STATED TASK: Update the listing below so that each "sports performance review" becomes "home interior survey", leaving every other line and word as it is. Omit the pictures from your answer.

DATA IN THIS EXERCISE:
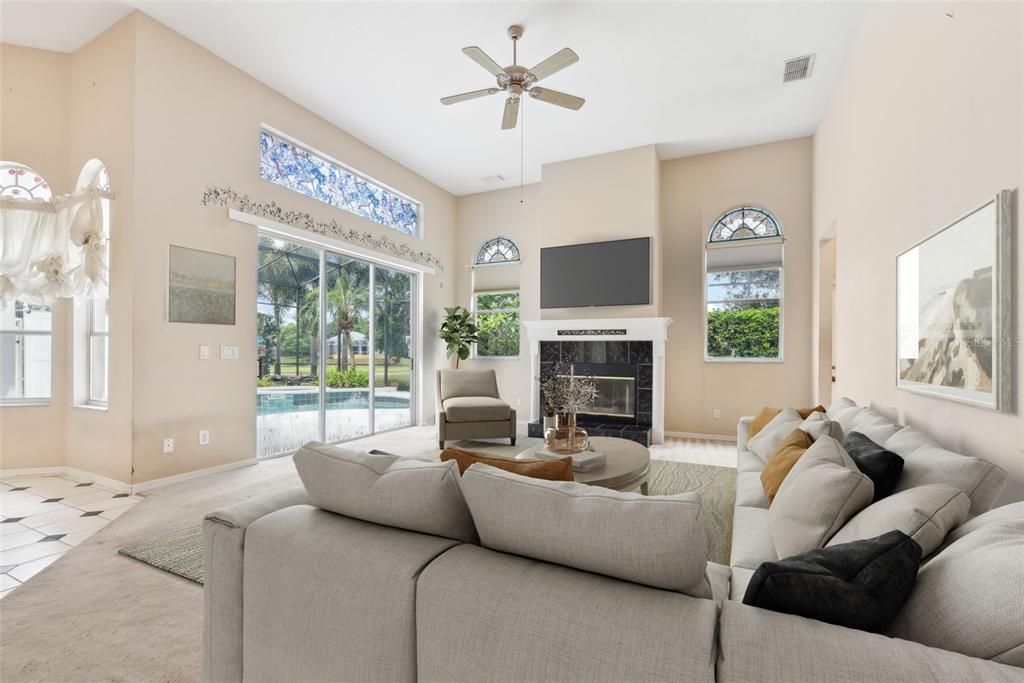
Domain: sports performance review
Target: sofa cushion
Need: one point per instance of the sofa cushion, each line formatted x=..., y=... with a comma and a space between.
x=475, y=409
x=1009, y=512
x=768, y=438
x=761, y=645
x=970, y=598
x=859, y=585
x=818, y=424
x=768, y=414
x=750, y=493
x=785, y=456
x=822, y=491
x=751, y=538
x=652, y=540
x=873, y=425
x=926, y=514
x=386, y=489
x=485, y=616
x=553, y=470
x=884, y=467
x=980, y=479
x=907, y=440
x=455, y=383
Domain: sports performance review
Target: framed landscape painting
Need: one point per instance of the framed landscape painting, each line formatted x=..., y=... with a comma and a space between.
x=953, y=309
x=201, y=287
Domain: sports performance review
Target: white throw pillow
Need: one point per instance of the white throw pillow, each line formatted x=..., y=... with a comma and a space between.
x=873, y=425
x=765, y=441
x=970, y=598
x=656, y=541
x=822, y=491
x=818, y=425
x=925, y=513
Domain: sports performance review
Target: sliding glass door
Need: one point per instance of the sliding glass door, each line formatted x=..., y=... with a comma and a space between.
x=335, y=360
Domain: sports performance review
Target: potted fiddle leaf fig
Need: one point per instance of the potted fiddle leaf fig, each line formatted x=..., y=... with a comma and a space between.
x=459, y=332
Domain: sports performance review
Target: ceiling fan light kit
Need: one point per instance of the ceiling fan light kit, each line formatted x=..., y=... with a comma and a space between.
x=516, y=80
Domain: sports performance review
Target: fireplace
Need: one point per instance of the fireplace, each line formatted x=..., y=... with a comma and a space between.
x=624, y=372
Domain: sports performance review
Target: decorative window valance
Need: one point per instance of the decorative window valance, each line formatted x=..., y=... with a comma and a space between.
x=51, y=247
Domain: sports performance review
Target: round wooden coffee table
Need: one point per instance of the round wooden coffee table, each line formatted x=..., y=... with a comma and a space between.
x=627, y=464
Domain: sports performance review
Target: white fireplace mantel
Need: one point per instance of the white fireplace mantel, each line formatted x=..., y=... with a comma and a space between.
x=654, y=330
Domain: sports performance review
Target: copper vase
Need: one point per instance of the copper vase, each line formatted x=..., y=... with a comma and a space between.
x=565, y=437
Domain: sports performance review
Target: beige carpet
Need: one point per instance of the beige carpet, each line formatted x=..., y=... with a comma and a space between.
x=97, y=615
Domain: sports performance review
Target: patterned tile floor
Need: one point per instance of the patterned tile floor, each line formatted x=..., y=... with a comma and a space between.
x=41, y=517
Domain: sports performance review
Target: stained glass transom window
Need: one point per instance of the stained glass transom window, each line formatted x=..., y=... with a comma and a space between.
x=498, y=250
x=302, y=170
x=20, y=182
x=744, y=223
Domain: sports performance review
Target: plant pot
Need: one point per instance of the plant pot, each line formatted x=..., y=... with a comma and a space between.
x=565, y=436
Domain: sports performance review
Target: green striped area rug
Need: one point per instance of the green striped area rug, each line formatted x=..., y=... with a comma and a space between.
x=181, y=553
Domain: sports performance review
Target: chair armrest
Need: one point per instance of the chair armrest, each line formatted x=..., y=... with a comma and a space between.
x=761, y=645
x=742, y=431
x=223, y=539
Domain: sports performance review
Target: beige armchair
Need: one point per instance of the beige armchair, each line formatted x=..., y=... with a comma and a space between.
x=468, y=407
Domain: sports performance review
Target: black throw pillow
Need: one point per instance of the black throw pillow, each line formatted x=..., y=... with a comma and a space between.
x=860, y=585
x=882, y=467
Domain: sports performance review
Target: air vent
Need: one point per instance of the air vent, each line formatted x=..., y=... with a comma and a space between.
x=799, y=69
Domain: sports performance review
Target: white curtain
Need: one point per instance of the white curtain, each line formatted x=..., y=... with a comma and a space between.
x=54, y=249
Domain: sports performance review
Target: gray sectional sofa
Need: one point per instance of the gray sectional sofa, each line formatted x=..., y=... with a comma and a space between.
x=295, y=592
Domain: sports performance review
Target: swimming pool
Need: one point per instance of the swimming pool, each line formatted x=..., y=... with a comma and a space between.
x=271, y=401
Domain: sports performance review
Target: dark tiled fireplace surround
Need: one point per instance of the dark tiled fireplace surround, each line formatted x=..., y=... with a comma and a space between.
x=616, y=354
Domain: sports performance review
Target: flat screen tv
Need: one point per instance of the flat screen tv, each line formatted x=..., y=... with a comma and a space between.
x=600, y=273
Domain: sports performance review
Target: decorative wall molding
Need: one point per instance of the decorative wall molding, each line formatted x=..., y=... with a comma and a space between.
x=270, y=210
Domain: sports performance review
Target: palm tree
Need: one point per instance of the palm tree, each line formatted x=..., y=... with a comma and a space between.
x=347, y=299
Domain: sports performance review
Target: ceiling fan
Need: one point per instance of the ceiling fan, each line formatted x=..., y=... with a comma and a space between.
x=517, y=80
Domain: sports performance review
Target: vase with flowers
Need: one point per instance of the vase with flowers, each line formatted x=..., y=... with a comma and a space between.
x=567, y=393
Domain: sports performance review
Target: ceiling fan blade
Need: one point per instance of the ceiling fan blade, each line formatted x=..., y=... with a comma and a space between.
x=511, y=113
x=554, y=63
x=480, y=57
x=556, y=97
x=452, y=99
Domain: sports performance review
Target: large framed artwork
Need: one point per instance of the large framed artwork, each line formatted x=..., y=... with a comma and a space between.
x=201, y=287
x=953, y=307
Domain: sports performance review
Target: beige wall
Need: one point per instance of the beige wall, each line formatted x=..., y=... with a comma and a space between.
x=630, y=194
x=910, y=139
x=197, y=124
x=34, y=131
x=169, y=119
x=695, y=190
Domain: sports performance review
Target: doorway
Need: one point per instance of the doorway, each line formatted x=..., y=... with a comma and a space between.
x=826, y=321
x=335, y=346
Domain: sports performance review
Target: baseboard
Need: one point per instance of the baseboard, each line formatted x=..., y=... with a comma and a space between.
x=706, y=437
x=71, y=473
x=184, y=476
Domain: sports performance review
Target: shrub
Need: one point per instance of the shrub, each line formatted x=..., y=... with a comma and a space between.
x=748, y=333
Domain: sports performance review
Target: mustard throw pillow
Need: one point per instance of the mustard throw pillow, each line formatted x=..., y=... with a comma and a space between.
x=552, y=470
x=782, y=460
x=768, y=414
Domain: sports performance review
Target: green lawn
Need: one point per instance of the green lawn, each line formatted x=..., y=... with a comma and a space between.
x=397, y=373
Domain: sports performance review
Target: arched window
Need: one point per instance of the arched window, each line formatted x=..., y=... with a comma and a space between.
x=743, y=223
x=497, y=250
x=743, y=287
x=20, y=182
x=496, y=298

WRITTEN ANSWER:
Domain: home interior survey
Target: sofa cushion
Need: one point per instance of the sofa cushion, each line formatted x=..., y=... with a comma and a space between.
x=475, y=409
x=1009, y=512
x=768, y=438
x=761, y=645
x=970, y=598
x=859, y=585
x=818, y=424
x=768, y=414
x=750, y=493
x=785, y=456
x=822, y=491
x=751, y=538
x=652, y=540
x=873, y=425
x=926, y=514
x=386, y=489
x=485, y=616
x=553, y=470
x=884, y=467
x=980, y=479
x=907, y=440
x=455, y=383
Domain: home interior survey
Target: framed landscape painting
Need: one point per instance of the framed landscape painting, each line formatted x=..., y=... with a comma and a space between.
x=953, y=309
x=201, y=287
Domain: home interior survey
Target: white throw pillow
Need: one point per instance of the white throw pillow, each line formatted x=..., y=... with a comma and a space between.
x=873, y=425
x=765, y=441
x=970, y=598
x=656, y=541
x=822, y=491
x=818, y=425
x=925, y=513
Domain: home interior survey
Target: sliding glass door
Need: one point per instance of the sliding glass door, each line formatted x=..., y=... with a comma and a space between.
x=335, y=360
Domain: home interior survey
Target: potted fiddle leaf fig
Need: one point per instance of the potted fiddle leaf fig, each line formatted x=..., y=... with a comma and a space between.
x=459, y=332
Domain: home interior survey
Target: ceiling fan light kit
Need: one point per instance of the ceiling fan light kit, each line formatted x=..., y=... with a comma and a space between.
x=516, y=80
Domain: home interior survey
Target: fireplace
Need: one point per instance of the fireplace, each line formatted x=..., y=... with a comma and a space between.
x=624, y=372
Domain: home interior survey
Target: decorative window valance
Need: one point per instance of the decorative window valance, each line formatted x=..., y=... with a comma and a space between.
x=51, y=247
Domain: home interior survey
Target: round wooden coffee table
Need: one point per instance of the round wooden coffee table, each line formatted x=..., y=... with a comma and a space between.
x=627, y=464
Domain: home interior survey
Target: white fireplace mantel
Need: one point per instance of the white fireplace mantel, each line formatted x=..., y=... with a comma and a space between.
x=654, y=330
Domain: home interior survey
Target: copper vase
Need: one point per instance of the copper vase, each line formatted x=..., y=... with a comma and a space between.
x=565, y=437
Domain: home interior survey
Target: beige carpet
Need: one point per instance of the beige carpet, each line formatted x=..., y=... with a comma and a space between.
x=97, y=615
Domain: home interior survey
Target: patterned tile floor
Need: one point per instance of the patterned tile floor, each line formatted x=..., y=... with a comma and a space between.
x=41, y=517
Domain: home interior survey
Target: stained glass transom window
Need: one point per instance of the stained glass transom window, each line formatted x=..., y=... with a comma and a space between.
x=498, y=250
x=302, y=170
x=20, y=182
x=744, y=223
Domain: home interior survey
Target: plant pot
Need: one point per instance of the plant pot, each line formatted x=..., y=... with a comma and a space between.
x=565, y=436
Domain: home interior survey
Target: green striped area rug
Need: one point per instance of the green striped area rug, each line formatted x=..., y=... with a comma and a space between.
x=181, y=553
Domain: home interior survey
Target: chair armrest
Need: one point per instance of the chair armrest, each line formatted x=..., y=... with a comma and a space between.
x=761, y=645
x=742, y=431
x=223, y=539
Domain: home interior survey
Target: beige armchair
Need: one point per instance of the beige armchair, each line formatted x=..., y=... with a comma and a space between.
x=468, y=407
Domain: home interior survey
Target: black throw pillow
Need: one point per instance of the black throw pillow, each line formatted x=..., y=... with a comma and a space between.
x=860, y=585
x=882, y=467
Domain: home interior survey
Target: air vent
Need: one point per instance of the air vent, each line formatted x=..., y=... with a comma and a space between.
x=799, y=69
Domain: home interior survey
Target: white curtain
Need: one point per instance of the white curtain, each line formatted x=..., y=... with a comma and a space between.
x=54, y=249
Domain: home interior survey
Target: gray sectional sofa
Need: one point per instance of the gray sectional sofa, each line formatted x=..., y=... with a comma and a space between.
x=295, y=592
Domain: home interior survey
Target: swimming pool
Need: one point per instance of the swimming pool, each line formatted x=..., y=... with a comma and a space between.
x=271, y=401
Domain: home interior survey
Target: dark tiled fireplace surround
Need: one point per instance of the dark tiled fireplace surround, each line formatted x=..., y=... with a comma and a space between.
x=616, y=354
Domain: home interior survey
Target: flat screen tv
Need: one point per instance of the flat screen tv, each line formatted x=..., y=... with a comma and a space between.
x=600, y=273
Domain: home interior survey
Target: decorative wall molding
Need: one point per instance of the decorative wall molding, each line formatted x=..., y=... with a comma and a space between.
x=270, y=210
Domain: home interior survey
Target: palm tree
Need: one point per instance of the palm tree, each line formatted x=..., y=... with a comma and a space between.
x=347, y=299
Domain: home interior survey
Target: ceiling fan
Need: one point per instance of the ceiling fan, each line formatted x=..., y=... with a comma and a space between.
x=517, y=80
Domain: home interior survey
Target: vase with flowers
Need: one point per instance of the vase with flowers, each line formatted x=..., y=... with a comma and a space between.
x=567, y=393
Domain: home interior survey
Target: ceiling fan blade
Need: one point per instance of the ceiling fan blade, each line formatted x=..., y=... with a comma and a space between.
x=511, y=113
x=554, y=63
x=480, y=57
x=556, y=97
x=452, y=99
Domain: home interior survey
Target: large framed artwork
Need: one point per instance of the large framed artwork, each line formatted x=..., y=... with a comma and a space between.
x=201, y=287
x=953, y=307
Domain: home interior survey
Target: beige wall
Need: one point per instance of the beige wall, each line formatted x=..., y=... with a comma and a space between.
x=630, y=194
x=910, y=139
x=197, y=124
x=34, y=131
x=169, y=119
x=695, y=190
Domain: home interior survey
Target: doorway
Need: one point per instance of the doorway, each line formatted x=..., y=... with a comma and a space between.
x=826, y=321
x=335, y=346
Domain: home interior survey
Target: baseboard
Need: one point per instance of the baseboard, each line formatted x=..., y=... with a comma and a space between.
x=706, y=437
x=71, y=473
x=184, y=476
Domain: home interior survey
Target: shrub
Need: one point per instance of the shrub, each line formatted x=..., y=... with a comma and a space between.
x=748, y=333
Domain: home interior survey
Target: mustard throw pillow
Need: one point per instance of the mustard throw pillow, each line formatted x=..., y=... with a comma and a space between.
x=552, y=470
x=782, y=460
x=768, y=414
Domain: home interior survey
Target: green lawn
Need: one point per instance of the green lawn, each line formatted x=..., y=... with a comma and a space between.
x=397, y=373
Domain: home interior survey
Target: arched window
Need: one point per instance of the arched window, each line formatted x=..., y=... with a comma and a space between.
x=743, y=223
x=497, y=250
x=743, y=287
x=20, y=182
x=496, y=298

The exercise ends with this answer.